Brief
Print the part of the Analyzer message between "I think _maybe_" and "from the database.", inclusive.

Text shown
>> begin
Hi Julien,
I totally rewrote the compiler to works with the XML format of download.wikipedia.org.
Sounds good, and I really like it having the top 10 languages.
I think _maybe_ though it could be useful to have two variations of the Analyzer (like you have two variations of TcpQuery - one that uses DiskQuery, and one that uses MemoryQuery). With Analyzer though, it could be good to have one that connects to MySQL and gets the data directly from the database, and one that uses the downloaded XML dumps. This way, people can use whichever one is most appropriate for them. For example, for someone running a big MediaWiki site who wanted to look at the possibility of using suggestion searching, they probably wouldn't want to create an XML dump, then run Analyzer on the XML dump (this would be too slow, and too many steps, and take a lot of disk space). Rather, if possible, in that situation it would be nice to create the compiled files directly from the database.
To try and help with this, I've modified a copy of Analyzer.cpp to add basic importing (but just of the article names, not redirects or article counts) from MySQL (i.e. does not use any downloaded files). The rough file (which still needs work for redirects + article counts) is here: http://files.nickj.org/MediaWiki/MysqlAnalyzerCmd.cpp Please note that I have not used C or C++ in a _very_ long time, so if looks like I have done something silly then that is almost certainly correct. :-)
>> end
Provided information
>> begin
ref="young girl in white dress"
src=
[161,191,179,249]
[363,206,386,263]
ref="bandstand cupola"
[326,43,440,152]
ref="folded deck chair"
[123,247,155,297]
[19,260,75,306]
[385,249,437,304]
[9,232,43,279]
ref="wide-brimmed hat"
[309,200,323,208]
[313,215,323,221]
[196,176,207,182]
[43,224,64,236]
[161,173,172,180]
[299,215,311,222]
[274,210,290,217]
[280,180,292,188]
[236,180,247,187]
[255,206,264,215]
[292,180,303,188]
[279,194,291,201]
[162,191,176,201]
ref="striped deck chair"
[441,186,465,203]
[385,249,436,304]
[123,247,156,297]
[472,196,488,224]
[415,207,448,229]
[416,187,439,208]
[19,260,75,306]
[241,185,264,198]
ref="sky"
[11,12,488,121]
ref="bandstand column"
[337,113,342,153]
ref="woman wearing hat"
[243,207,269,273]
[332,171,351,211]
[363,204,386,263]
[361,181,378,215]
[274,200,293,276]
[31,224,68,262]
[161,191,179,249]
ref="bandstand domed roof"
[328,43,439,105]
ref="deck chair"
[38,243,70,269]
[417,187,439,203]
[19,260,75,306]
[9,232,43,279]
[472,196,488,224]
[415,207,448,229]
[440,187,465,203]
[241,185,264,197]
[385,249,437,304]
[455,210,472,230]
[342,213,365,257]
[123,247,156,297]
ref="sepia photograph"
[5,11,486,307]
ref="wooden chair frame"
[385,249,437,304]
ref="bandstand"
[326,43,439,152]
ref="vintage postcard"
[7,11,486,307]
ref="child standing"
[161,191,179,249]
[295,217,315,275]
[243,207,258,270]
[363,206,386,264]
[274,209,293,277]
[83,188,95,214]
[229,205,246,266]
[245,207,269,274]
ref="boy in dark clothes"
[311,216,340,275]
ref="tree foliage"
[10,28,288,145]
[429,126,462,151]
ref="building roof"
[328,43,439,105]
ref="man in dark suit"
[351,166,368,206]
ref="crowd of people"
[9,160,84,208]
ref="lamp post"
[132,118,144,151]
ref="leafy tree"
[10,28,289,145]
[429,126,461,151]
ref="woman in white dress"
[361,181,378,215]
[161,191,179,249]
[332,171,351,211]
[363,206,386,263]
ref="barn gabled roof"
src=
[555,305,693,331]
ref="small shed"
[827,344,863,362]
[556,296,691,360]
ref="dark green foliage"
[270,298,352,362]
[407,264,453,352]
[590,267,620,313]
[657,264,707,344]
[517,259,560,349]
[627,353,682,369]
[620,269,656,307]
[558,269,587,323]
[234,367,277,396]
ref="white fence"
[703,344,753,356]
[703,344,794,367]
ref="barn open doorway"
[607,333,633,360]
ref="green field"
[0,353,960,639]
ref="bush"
>> end
The response
I think _maybe_ though it could be useful to have two variations of the Analyzer (like you have two variations of TcpQuery - one that uses DiskQuery, and one that uses MemoryQuery). With Analyzer though, it could be good to have one that connects to MySQL and gets the data directly from the database, and one that uses the downloaded XML dumps. This way, people can use whichever one is most appropriate for them. For example, for someone running a big MediaWiki site who wanted to look at the possibility of using suggestion searching, they probably wouldn't want to create an XML dump, then run Analyzer on the XML dump (this would be too slow, and too many steps, and take a lot of disk space). Rather, if possible, in that situation it would be nice to create the compiled files directly from the database.